● WORK TO DO:
Change "green foliage" to "leafy vegetation" in the lines from the start of the records through the line containing "145), (281, 122)]]", inclusive, and reproduce those lines with everything else left as is.
== MATERIAL PROVIDED ==
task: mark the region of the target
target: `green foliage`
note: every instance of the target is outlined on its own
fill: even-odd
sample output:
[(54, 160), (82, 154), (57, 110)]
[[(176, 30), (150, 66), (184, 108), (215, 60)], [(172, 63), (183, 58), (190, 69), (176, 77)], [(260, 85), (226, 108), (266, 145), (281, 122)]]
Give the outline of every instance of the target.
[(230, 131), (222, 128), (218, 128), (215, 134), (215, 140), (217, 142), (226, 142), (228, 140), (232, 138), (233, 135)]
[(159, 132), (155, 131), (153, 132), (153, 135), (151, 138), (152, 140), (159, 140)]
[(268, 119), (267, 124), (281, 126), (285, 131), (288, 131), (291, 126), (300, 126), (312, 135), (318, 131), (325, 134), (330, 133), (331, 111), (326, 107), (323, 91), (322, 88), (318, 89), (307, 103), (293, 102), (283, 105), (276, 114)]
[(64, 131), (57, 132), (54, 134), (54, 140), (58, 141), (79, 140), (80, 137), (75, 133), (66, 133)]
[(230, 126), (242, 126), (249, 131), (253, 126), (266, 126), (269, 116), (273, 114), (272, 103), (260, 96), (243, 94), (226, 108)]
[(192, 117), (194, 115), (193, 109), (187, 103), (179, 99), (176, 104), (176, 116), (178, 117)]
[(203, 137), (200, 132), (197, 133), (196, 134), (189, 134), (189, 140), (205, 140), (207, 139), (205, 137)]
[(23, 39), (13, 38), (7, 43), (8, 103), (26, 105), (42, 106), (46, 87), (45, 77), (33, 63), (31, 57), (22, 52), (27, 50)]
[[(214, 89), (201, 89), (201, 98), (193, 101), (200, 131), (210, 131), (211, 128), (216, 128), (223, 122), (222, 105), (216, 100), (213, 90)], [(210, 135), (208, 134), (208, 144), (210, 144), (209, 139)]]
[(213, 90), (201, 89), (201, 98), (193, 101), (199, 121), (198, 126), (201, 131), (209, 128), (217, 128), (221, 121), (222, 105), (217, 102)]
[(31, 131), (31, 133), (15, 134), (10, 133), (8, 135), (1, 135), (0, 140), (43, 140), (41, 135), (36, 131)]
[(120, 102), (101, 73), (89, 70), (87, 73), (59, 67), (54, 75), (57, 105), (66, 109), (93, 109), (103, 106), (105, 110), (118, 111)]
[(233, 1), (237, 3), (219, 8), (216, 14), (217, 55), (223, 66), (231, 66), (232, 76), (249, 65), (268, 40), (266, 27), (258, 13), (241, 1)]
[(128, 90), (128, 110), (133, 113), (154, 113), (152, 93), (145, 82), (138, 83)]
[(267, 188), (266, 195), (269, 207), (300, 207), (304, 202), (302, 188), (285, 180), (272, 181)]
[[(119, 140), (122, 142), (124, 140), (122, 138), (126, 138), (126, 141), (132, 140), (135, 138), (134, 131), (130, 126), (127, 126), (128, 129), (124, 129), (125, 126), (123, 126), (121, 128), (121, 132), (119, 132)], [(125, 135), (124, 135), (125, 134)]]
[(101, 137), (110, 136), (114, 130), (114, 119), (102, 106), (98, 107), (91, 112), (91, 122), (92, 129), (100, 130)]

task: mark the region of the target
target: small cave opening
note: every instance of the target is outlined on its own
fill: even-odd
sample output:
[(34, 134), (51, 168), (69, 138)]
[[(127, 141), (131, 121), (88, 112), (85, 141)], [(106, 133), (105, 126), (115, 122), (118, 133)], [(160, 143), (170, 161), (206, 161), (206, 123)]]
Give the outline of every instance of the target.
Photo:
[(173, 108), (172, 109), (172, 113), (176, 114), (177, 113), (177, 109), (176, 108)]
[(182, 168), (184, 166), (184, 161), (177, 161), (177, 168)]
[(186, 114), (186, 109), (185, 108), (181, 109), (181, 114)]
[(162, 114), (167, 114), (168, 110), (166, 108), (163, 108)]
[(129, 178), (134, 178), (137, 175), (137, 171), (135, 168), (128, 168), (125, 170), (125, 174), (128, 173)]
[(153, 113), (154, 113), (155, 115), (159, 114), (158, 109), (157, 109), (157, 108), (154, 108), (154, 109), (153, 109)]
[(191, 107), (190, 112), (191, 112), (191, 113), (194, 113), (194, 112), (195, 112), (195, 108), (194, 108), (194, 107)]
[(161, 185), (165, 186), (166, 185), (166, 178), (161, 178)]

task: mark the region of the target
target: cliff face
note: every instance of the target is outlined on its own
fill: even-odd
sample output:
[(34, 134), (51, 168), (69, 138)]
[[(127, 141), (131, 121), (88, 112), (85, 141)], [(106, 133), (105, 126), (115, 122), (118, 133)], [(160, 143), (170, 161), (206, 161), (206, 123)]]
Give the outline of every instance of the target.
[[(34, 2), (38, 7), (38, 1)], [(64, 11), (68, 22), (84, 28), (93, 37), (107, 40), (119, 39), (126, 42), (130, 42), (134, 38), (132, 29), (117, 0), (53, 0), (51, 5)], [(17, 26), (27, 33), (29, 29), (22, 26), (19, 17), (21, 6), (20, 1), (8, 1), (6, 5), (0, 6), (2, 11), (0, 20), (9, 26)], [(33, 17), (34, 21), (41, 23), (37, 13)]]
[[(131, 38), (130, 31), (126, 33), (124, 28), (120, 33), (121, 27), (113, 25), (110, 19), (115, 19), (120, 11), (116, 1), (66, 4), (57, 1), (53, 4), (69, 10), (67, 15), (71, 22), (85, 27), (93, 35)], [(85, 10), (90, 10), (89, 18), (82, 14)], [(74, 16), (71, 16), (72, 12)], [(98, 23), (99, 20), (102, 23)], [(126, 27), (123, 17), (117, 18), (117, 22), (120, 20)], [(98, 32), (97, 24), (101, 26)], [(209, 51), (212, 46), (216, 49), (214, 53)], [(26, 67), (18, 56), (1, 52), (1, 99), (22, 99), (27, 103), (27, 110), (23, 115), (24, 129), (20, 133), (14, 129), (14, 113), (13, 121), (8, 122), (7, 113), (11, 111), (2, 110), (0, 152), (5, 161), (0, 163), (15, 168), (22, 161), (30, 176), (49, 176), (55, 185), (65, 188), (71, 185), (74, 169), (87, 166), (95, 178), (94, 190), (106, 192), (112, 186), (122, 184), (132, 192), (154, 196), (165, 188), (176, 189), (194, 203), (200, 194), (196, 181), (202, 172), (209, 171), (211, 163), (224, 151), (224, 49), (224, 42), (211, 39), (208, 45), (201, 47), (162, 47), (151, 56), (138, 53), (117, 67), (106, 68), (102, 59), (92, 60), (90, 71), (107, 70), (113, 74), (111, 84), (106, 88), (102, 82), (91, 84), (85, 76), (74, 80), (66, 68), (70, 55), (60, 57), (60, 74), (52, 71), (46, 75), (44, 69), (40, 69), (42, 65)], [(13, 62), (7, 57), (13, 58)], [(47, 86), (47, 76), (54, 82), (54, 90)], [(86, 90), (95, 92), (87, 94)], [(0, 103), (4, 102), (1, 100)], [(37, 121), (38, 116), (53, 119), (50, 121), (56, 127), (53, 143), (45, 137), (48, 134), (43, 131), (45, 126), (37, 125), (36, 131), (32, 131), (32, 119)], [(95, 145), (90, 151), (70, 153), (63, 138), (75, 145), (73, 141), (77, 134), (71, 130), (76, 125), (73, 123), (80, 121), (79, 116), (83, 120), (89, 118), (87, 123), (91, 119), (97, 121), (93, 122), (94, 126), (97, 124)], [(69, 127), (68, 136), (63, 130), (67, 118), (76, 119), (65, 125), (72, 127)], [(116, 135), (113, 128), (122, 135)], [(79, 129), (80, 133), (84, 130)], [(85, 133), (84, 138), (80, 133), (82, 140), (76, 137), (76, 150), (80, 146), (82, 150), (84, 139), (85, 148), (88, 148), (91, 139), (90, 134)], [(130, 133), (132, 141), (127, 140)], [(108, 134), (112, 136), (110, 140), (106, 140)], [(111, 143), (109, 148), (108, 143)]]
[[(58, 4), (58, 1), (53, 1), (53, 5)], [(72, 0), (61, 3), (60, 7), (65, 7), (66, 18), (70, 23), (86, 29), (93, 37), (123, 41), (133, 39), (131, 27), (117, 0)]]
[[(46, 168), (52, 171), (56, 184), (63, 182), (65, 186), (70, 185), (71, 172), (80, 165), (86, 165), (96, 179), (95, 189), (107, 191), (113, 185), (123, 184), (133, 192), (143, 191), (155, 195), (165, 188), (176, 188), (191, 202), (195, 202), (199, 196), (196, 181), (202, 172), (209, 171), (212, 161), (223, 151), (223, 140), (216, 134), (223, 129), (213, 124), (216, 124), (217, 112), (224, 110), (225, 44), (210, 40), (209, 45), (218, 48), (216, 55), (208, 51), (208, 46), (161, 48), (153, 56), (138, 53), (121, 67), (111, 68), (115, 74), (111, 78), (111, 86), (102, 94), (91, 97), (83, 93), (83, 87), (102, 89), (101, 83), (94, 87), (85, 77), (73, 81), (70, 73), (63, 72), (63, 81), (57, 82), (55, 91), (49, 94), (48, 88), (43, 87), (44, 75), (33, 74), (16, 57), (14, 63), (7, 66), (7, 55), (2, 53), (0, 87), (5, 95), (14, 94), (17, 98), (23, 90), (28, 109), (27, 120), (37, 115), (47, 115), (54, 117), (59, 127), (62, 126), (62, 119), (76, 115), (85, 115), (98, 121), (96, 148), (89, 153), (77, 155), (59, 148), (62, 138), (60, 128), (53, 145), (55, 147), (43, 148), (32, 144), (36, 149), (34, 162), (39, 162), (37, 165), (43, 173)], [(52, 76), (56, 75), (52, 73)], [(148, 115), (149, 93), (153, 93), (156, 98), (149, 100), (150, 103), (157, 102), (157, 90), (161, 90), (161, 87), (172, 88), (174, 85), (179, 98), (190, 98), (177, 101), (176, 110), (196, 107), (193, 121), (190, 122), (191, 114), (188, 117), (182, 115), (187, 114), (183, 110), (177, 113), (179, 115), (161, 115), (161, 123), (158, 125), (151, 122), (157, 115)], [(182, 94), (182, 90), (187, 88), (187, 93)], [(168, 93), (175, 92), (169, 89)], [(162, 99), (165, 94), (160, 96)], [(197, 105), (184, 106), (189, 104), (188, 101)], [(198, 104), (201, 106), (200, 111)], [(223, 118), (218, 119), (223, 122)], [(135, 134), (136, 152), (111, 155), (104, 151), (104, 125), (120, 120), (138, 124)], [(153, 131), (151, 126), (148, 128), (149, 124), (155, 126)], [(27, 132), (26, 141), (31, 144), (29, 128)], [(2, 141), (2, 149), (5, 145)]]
===
● EXERCISE RESULT:
task: mark the region of the target
target: `leafy vegetation`
note: every instance of the target is outlined on its own
fill: even-odd
sample output:
[(54, 160), (82, 154), (57, 110)]
[[(176, 30), (150, 66), (184, 108), (215, 60)], [(172, 63), (183, 58), (190, 69), (176, 77)], [(260, 85), (226, 108), (266, 145), (281, 122)]]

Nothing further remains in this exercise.